What to produce - Throughout the entries below, report every line where "order" is found.

____

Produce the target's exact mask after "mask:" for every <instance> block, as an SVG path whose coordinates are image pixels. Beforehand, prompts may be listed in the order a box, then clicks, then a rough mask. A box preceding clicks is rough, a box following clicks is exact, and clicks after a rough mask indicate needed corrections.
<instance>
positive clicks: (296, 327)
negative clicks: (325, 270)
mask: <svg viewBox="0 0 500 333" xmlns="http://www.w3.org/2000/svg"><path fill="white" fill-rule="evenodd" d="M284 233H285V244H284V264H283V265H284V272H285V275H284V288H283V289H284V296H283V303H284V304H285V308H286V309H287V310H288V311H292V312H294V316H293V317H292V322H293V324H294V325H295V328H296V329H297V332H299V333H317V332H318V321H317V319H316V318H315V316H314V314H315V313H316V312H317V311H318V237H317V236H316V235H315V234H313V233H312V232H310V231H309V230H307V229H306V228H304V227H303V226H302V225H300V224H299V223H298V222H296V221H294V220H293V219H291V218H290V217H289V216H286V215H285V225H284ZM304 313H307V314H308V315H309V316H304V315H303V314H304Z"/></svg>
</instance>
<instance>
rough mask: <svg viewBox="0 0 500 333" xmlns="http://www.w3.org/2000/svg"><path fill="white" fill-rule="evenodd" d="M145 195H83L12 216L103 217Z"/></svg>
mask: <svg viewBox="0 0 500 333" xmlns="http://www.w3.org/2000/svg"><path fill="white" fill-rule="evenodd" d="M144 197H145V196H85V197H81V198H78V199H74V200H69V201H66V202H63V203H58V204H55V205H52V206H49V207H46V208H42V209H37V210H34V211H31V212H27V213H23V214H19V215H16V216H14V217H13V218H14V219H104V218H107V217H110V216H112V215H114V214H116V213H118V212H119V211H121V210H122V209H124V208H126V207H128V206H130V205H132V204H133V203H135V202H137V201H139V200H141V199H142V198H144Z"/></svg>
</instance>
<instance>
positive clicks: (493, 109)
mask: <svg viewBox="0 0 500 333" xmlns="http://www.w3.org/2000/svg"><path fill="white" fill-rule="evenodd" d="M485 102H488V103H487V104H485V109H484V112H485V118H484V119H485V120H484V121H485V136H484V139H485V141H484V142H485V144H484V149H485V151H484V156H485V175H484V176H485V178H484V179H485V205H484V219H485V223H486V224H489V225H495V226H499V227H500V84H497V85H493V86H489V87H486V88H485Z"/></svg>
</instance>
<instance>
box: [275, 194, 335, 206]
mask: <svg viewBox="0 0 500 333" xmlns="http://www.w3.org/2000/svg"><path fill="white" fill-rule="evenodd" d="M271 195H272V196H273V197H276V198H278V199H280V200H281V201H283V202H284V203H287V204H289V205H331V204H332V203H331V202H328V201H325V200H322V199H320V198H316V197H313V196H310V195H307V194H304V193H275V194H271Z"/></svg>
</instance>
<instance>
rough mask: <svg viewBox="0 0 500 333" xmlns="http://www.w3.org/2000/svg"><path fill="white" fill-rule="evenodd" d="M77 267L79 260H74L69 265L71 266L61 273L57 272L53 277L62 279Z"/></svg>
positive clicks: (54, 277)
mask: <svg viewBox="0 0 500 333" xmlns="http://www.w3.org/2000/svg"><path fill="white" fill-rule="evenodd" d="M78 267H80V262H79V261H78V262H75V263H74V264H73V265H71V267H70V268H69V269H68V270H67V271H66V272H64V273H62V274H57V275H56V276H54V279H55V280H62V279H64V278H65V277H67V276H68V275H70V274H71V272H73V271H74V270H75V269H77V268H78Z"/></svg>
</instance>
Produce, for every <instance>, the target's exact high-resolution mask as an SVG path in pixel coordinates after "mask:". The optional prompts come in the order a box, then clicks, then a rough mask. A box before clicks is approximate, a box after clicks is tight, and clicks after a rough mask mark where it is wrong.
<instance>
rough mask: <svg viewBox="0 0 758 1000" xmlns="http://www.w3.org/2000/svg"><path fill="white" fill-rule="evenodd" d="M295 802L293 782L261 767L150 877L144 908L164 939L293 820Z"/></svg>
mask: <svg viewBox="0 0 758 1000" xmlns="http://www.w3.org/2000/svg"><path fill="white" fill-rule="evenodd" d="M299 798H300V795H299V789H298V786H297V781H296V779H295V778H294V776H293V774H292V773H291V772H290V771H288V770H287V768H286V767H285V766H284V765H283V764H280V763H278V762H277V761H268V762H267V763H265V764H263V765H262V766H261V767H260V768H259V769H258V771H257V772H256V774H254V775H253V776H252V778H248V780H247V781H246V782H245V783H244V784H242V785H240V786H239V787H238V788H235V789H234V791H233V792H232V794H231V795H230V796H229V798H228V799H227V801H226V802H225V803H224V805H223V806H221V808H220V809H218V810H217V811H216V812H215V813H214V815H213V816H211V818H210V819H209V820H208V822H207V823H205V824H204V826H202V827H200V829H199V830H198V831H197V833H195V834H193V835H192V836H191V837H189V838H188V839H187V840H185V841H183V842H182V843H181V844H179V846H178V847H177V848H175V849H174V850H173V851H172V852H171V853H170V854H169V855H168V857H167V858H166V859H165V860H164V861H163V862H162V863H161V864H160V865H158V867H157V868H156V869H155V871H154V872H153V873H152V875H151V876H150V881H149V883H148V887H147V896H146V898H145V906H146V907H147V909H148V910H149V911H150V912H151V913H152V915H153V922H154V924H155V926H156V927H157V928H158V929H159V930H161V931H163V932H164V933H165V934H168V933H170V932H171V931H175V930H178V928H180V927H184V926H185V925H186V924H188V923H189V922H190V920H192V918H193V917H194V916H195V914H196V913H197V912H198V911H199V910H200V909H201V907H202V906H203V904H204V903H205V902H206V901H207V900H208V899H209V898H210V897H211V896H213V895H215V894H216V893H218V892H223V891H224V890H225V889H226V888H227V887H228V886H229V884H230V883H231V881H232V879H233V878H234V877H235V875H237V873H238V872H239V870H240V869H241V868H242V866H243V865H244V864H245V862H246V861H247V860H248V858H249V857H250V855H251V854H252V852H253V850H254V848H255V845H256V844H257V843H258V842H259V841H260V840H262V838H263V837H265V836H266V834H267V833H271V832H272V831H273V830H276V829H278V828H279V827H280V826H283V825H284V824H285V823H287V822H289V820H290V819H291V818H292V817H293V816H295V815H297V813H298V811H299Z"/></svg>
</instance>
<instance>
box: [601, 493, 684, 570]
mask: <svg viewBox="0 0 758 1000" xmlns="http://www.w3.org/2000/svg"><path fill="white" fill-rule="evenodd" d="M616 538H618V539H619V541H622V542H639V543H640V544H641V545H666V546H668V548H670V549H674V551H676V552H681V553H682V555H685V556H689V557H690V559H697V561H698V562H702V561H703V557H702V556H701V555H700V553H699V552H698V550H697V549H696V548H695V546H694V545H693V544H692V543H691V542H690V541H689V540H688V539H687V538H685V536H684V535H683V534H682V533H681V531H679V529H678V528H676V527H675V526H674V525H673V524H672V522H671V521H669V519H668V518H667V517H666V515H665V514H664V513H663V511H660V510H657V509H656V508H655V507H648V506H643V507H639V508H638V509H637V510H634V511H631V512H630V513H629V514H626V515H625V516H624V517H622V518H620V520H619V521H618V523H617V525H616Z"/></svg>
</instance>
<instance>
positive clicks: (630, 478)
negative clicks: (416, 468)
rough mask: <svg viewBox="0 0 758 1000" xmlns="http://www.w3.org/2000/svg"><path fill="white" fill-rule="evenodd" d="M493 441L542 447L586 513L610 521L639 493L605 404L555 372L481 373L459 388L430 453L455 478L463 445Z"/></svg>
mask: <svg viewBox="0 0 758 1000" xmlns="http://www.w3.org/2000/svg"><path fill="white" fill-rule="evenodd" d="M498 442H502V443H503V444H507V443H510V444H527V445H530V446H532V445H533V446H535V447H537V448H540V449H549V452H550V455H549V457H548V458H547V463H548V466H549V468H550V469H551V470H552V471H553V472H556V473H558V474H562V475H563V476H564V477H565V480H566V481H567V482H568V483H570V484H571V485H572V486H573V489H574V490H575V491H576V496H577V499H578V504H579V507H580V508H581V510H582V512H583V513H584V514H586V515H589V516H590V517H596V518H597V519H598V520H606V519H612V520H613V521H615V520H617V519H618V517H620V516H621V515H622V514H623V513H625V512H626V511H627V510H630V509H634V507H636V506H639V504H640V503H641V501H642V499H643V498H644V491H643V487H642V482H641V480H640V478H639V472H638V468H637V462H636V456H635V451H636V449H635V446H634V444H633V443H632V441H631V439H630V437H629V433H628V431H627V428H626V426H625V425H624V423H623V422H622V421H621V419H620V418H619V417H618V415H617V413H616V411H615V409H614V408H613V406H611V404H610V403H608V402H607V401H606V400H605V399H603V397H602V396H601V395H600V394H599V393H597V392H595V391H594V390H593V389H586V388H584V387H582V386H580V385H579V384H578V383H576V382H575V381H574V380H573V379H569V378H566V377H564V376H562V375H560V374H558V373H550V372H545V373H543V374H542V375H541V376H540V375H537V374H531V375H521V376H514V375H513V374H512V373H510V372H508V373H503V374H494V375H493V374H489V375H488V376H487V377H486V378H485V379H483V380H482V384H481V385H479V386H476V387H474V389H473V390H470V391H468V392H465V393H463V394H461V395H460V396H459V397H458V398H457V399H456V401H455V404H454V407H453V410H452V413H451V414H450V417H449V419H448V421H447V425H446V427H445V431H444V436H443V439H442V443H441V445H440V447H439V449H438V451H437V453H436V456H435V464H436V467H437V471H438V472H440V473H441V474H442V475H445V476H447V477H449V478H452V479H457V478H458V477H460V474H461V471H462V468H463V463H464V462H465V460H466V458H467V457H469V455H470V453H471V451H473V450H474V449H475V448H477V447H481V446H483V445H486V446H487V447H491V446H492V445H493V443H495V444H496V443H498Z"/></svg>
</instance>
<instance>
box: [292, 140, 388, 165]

____

Solution for this problem -
Produce the target's exact mask after "mask:" for every <instance> block, as an SVG path whose coordinates are image pixels. Beforehand, prompts may be listed in the order a box, then clicks, then a rough mask. A box preceding clicks is rough, a box following clicks is exact, and clicks after a rough mask indicate needed corrections.
Produce, for every <instance>, the target's exact high-resolution mask as an SVG path in pixel coordinates after "mask:". The optional prompts come in the order a box, then clicks, then a rough mask. A box before clicks is approximate, a box after clicks is tight, and clicks after a rough mask mark where it is wrong.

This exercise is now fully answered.